Pointing and labeling entries:
-- start --

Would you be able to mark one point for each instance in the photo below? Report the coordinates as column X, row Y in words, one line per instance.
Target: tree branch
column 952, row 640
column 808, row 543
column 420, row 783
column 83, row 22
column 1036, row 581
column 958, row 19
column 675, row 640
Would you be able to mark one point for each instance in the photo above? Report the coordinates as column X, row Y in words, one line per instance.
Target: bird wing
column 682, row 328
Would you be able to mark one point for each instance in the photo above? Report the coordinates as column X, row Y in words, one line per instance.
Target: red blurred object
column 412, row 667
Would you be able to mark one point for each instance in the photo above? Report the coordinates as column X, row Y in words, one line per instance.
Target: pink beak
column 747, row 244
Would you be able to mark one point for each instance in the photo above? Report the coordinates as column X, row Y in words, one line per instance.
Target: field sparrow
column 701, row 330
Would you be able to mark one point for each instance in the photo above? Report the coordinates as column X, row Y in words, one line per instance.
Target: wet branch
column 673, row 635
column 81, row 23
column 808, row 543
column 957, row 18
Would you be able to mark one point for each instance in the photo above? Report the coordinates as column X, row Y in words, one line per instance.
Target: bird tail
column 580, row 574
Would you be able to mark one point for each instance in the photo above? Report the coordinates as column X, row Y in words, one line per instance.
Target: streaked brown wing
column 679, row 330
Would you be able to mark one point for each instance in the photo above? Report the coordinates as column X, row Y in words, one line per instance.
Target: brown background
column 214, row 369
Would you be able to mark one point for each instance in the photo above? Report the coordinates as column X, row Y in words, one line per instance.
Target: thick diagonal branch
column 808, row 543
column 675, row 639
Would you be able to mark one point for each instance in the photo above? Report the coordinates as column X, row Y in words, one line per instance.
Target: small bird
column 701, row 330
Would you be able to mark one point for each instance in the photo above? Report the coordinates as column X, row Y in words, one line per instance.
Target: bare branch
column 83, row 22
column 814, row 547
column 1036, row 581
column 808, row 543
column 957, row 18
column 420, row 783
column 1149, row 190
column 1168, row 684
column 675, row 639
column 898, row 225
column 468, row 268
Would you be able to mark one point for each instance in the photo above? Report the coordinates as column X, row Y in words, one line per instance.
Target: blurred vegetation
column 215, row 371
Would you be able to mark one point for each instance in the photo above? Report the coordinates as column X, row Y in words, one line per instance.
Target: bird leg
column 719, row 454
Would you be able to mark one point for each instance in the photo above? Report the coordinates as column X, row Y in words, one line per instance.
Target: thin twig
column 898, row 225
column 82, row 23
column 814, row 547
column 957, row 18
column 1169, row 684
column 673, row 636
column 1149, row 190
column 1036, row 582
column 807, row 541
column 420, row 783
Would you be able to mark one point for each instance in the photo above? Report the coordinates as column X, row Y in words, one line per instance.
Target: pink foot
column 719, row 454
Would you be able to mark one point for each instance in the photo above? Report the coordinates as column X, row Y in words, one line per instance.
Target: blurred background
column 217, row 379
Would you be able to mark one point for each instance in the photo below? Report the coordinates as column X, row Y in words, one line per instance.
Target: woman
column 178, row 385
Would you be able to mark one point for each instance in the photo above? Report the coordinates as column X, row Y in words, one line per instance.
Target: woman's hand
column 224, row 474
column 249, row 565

-- end --

## PROBLEM:
Using the listing above, reproduce each line without omission.

## COMPLETE ANSWER:
Would you be able to mark one point for each instance in the photo below? Report the coordinates as column X, row Y in words, one line per instance.
Target: tree branch
column 952, row 640
column 808, row 543
column 420, row 783
column 83, row 22
column 1036, row 581
column 958, row 19
column 675, row 640
Would you be able to mark one point for each instance in the photo above? Report the coordinates as column X, row Y in words, one line per instance.
Target: bird wing
column 682, row 328
Would you be able to mark one point for each instance in the photo above? Report the coordinates as column X, row Y in words, one line per instance.
Target: red blurred object
column 412, row 667
Would you be able to mark one point for each instance in the photo above? Report the coordinates as column X, row Y in words, one line per instance.
Target: pink beak
column 747, row 244
Would you be able to mark one point for each instance in the photo above? Report the coordinates as column X, row Y in words, one line per instance.
Target: field sparrow
column 701, row 330
Would you be able to mark one point for each instance in the photo above? Report the coordinates as column X, row Y in words, one line per instance.
Target: wet branch
column 673, row 635
column 81, row 23
column 808, row 543
column 957, row 18
Would you be able to mark one point for each instance in the photo above? Report the coordinates as column X, row Y in words, one line per instance.
Target: bird tail
column 580, row 574
Would you be able to mark one point for each instance in the photo above? Report the coordinates as column X, row Y in words, one line per instance.
Target: streaked brown wing
column 679, row 330
Would you be able to mark one point for each instance in the photo above? Report the coordinates as column X, row Y in words, one line per instance.
Target: brown background
column 214, row 369
Would you be able to mark one point for each instance in the photo above? Report the coordinates as column X, row Y in words, one line per instance.
Target: thick diagonal branch
column 808, row 543
column 675, row 639
Would you be able to mark one point for each instance in the photo above? Report the coordinates as column X, row Y in words, one line per instance.
Target: small bird
column 701, row 330
Would you be able to mark one point for each instance in the photo above? Report the coordinates as column X, row Y in words, one line per instance.
Target: bare branch
column 83, row 22
column 814, row 547
column 1036, row 581
column 808, row 543
column 957, row 18
column 420, row 783
column 1149, row 190
column 1168, row 684
column 675, row 639
column 898, row 225
column 468, row 268
Would you be able to mark one point for each instance in the photo above? Report the coordinates as column X, row Y in words, one line per instance.
Target: blurred vegetation
column 215, row 371
Would you be able to mark one point for each instance in the photo above? Report the coordinates as column X, row Y in words, one line per instance.
Target: bird leg
column 719, row 454
Would you be able to mark one point for each instance in the photo above? Report the coordinates as column X, row Y in words, one line per instance.
Target: thin twig
column 898, row 225
column 82, row 23
column 814, row 547
column 957, row 18
column 1169, row 684
column 673, row 636
column 1149, row 190
column 1036, row 582
column 807, row 541
column 420, row 783
Would you be able to mark one point for each instance in the photo above? Report the coordinates as column X, row Y in words, one line per instance.
Target: pink foot
column 719, row 454
Would you be able to mark one point for each instance in the photo above? Report the coordinates as column X, row Y in words, one line per instance.
Target: blurred background
column 217, row 379
Would you be able to mark one point for each instance in the photo below? Report the coordinates as column X, row Y in words, one line per instance.
Target: woman
column 178, row 385
Would you be able to mark one point for each instance in the photo above? Report the coordinates as column X, row Y in words, one line per instance.
Target: woman's hand
column 224, row 474
column 249, row 565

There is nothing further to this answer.